_TEXT EXTRACT_

[start]

# WMI with no tune?



## RadRacer513 (Nov 1, 2010)

I'm thinking of tackling the install this weekend, but I have no way of tuning my car; my man question is will I go super rich with my meth running, or will the sensors and ECU take care of it to adjust the afr? I was planning on running mostly water (using it for cooling), but am thinking of doing a 50/50 mix first to see how the car likes it


----------



## Prof315 (Jan 5, 2009)

you'll be rich


----------



## Prof315 (Jan 5, 2009)

Prof315 said:


> you'll be rich


 However, I just reset my start points and amount this morning ( start at higher rpms and use less fluid). WOW!!!!!!!! The car got really really happy.


----------



## RadRacer513 (Nov 1, 2010)

Well, guess I'll just run water then. I have a 2GPH nozzle (180cc @ 150psi) so I think I'll be fine with pure water since it's on the smaller side


----------



## Prof315 (Jan 5, 2009)

RadRacer513 said:


> Well, guess I'll just run water then. I have a 2GPH nozzle (180cc @ 150psi) so I think I'll be fine with pure water since it's on the smaller side


yeah you should be good to go especially with the small nozzle. I am using a #5 (GPH) and had to dial it WAY back with my progressive. I _might_ be hitting 2.5 GPH at 6500 and 10psi. 

Unfortuneately you won't see real gains without some tuning. WMI lets you run more timing which is how you get power gains.


----------



## RadRacer513 (Nov 1, 2010)

Prof315 said:


> yeah you should be good to go especially with the small nozzle. I am using a #5 (GPH) and had to dial it WAY back with my progressive. I _might_ be hitting 2.5 GPH at 6500 and 10psi.
> 
> Unfortuneately you won't see real gains without some tuning. WMI lets you run more timing which is how you get power gains.


Yeh, but I'm mostly looking to cool the air, not increase timing. I'm seeing 120-140* IATs right now, so I'm sure some timing is being pulled; I just want to get that back. I'd be happy to see 80* IATs with WMI. I'm just gonna run distilled water with maybe a bottle of HEET mixed in I think (1G water to 12oz HEET)

[end]

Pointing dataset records
[start]

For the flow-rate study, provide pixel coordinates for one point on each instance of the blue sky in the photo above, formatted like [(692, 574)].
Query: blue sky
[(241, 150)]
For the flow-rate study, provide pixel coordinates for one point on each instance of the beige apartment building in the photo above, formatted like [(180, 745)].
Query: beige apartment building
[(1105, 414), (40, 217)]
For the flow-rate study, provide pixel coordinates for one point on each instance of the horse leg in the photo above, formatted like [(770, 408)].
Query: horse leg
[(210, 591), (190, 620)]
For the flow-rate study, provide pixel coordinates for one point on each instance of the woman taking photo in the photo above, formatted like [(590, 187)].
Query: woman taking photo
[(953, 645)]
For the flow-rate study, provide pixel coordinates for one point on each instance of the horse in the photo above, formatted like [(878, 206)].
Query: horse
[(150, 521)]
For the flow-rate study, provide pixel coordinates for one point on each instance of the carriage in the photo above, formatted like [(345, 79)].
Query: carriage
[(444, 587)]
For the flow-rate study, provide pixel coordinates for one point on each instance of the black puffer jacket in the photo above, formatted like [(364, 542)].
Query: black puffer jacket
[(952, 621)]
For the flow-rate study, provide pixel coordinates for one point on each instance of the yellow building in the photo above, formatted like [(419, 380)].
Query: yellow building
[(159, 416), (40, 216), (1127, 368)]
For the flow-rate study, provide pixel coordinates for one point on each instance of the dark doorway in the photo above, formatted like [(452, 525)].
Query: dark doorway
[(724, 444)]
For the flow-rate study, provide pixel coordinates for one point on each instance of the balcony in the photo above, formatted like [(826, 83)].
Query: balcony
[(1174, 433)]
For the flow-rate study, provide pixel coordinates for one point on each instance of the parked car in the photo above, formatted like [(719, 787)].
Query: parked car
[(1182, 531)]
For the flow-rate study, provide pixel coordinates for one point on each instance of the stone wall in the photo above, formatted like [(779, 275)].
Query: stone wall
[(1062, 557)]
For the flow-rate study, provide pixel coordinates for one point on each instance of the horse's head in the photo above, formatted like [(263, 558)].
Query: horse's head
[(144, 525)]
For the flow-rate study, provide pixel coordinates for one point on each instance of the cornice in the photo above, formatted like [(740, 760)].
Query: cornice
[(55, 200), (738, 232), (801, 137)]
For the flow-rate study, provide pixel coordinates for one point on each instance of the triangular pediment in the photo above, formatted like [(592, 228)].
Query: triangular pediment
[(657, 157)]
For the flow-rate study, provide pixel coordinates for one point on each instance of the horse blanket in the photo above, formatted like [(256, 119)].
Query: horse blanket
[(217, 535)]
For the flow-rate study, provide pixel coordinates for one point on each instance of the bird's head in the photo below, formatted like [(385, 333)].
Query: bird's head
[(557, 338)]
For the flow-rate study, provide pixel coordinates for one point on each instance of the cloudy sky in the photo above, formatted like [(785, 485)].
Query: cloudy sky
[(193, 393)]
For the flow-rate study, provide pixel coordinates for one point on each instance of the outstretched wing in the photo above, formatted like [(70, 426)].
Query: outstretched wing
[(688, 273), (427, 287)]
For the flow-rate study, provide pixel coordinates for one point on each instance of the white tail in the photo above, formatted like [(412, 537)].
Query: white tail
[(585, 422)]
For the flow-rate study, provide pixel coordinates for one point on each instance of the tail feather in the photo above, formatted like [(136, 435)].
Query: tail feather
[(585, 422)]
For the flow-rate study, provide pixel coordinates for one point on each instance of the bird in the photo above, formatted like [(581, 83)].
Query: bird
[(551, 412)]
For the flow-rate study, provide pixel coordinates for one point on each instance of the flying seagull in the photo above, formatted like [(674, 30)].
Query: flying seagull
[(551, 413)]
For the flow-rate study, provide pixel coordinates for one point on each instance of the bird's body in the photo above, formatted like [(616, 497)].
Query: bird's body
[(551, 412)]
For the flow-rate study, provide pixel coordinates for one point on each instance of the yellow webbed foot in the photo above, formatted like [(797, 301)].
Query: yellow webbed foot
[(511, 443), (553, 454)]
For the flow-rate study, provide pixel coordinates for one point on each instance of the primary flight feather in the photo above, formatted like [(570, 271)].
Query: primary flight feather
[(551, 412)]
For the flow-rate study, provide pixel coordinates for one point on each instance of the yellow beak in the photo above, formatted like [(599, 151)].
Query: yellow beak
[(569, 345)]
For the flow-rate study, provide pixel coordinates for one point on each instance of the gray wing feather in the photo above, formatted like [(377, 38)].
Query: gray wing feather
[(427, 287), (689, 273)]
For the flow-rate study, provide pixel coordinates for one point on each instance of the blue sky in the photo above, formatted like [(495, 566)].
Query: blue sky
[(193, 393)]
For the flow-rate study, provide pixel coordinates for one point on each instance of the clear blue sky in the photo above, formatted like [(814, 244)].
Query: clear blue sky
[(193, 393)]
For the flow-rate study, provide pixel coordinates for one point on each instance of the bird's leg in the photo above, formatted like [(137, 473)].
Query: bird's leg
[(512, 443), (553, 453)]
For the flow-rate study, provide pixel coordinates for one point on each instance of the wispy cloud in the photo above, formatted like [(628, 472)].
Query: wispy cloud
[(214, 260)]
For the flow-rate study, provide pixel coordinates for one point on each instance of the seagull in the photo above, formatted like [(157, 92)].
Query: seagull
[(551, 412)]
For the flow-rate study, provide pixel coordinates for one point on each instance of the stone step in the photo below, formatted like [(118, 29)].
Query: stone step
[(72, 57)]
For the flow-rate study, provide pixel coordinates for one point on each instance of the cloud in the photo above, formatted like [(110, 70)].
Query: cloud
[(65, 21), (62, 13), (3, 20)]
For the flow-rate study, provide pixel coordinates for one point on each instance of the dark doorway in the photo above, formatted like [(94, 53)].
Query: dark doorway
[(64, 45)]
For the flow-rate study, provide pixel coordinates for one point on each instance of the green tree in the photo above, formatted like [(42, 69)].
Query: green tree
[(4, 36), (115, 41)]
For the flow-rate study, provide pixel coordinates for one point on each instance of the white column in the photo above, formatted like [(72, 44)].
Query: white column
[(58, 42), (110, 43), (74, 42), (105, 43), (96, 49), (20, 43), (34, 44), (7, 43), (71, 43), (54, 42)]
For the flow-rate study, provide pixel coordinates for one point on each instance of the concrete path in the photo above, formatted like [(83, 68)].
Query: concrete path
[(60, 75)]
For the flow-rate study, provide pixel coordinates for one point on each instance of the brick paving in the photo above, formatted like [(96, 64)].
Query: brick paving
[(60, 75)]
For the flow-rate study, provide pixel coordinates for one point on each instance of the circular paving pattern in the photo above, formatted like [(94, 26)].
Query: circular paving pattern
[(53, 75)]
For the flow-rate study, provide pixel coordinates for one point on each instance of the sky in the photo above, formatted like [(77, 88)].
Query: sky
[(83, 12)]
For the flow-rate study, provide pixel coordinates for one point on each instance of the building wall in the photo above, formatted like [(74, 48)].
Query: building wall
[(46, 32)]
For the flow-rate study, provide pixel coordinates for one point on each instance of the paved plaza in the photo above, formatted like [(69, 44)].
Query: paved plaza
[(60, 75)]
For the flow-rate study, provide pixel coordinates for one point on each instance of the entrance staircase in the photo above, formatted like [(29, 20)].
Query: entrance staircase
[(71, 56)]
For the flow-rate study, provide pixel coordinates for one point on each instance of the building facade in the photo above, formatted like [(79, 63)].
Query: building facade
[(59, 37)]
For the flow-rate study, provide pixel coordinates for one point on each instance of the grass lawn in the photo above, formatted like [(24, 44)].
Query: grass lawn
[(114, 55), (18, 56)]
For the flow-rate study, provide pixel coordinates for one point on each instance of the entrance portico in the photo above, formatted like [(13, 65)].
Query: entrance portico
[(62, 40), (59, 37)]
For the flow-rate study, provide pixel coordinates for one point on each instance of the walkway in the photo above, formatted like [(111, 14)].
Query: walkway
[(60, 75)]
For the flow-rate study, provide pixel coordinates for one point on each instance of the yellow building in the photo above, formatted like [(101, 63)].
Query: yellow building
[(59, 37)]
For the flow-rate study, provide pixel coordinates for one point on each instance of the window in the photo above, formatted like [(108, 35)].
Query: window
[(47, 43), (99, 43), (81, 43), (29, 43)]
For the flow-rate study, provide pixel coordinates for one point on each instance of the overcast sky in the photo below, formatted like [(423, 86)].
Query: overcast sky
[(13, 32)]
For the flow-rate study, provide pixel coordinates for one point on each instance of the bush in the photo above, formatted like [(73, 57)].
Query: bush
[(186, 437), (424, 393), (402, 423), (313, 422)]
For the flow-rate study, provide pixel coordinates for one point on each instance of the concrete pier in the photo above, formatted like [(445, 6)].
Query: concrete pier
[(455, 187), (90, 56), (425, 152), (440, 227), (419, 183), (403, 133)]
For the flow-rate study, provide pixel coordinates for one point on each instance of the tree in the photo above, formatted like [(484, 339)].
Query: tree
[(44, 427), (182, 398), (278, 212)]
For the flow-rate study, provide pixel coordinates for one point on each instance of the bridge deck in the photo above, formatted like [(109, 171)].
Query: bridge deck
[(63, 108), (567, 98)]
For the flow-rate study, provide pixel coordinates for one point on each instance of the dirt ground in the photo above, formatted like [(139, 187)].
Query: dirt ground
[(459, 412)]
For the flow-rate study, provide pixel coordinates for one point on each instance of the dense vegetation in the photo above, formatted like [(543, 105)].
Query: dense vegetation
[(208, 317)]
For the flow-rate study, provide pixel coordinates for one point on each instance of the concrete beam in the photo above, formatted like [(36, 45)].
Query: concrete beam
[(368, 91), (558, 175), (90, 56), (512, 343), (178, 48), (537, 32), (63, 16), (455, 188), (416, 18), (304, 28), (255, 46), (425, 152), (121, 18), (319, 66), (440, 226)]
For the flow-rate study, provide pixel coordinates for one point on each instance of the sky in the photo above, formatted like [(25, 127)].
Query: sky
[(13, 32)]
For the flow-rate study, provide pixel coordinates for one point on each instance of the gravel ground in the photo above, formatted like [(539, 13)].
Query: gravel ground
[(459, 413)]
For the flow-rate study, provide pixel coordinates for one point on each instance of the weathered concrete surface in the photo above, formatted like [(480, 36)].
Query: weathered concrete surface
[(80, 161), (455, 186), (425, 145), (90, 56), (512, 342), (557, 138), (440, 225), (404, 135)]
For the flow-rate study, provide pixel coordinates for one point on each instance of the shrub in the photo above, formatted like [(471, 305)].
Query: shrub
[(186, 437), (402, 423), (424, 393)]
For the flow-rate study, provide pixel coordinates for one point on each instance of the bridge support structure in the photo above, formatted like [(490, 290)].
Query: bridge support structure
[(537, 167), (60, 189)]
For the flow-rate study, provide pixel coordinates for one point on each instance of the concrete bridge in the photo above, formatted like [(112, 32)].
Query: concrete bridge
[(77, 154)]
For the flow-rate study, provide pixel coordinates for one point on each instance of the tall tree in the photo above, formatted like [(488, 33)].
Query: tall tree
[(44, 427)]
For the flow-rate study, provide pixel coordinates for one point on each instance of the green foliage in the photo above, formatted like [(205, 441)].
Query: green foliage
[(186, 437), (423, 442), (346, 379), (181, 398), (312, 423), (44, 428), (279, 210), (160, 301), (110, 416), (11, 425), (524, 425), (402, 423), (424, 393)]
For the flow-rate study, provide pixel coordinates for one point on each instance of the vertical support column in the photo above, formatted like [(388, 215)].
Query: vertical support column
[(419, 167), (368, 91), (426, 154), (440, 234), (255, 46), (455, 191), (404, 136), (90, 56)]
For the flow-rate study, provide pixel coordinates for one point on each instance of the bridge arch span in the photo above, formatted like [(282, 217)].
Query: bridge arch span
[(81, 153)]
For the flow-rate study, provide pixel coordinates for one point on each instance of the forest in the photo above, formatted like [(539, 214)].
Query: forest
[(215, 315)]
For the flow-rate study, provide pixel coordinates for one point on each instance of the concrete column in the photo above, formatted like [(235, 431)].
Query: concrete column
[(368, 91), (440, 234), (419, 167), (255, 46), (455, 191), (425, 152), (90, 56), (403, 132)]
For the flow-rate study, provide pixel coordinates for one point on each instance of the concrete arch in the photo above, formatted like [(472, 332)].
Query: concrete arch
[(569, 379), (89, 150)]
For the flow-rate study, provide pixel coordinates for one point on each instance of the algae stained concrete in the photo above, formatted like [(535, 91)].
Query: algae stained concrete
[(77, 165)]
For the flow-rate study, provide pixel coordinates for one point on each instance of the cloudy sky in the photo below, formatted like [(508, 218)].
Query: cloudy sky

[end]

_DIRECTIVE 1_
In the WMI forum thread, what nozzle does RadRacer513 say they have?
_DIRECTIVE 2_
Output the passage of the WMI forum thread from "Yeh, but I'm" up to and including "to 12oz HEET)", copied word for word.

_COMPLETE OUTPUT 1_
A 2GPH nozzle, rated at 180cc at 150psi.

_COMPLETE OUTPUT 2_
Yeh, but I'm mostly looking to cool the air, not increase timing. I'm seeing 120-140* IATs right now, so I'm sure some timing is being pulled; I just want to get that back. I'd be happy to see 80* IATs with WMI. I'm just gonna run distilled water with maybe a bottle of HEET mixed in I think (1G water to 12oz HEET)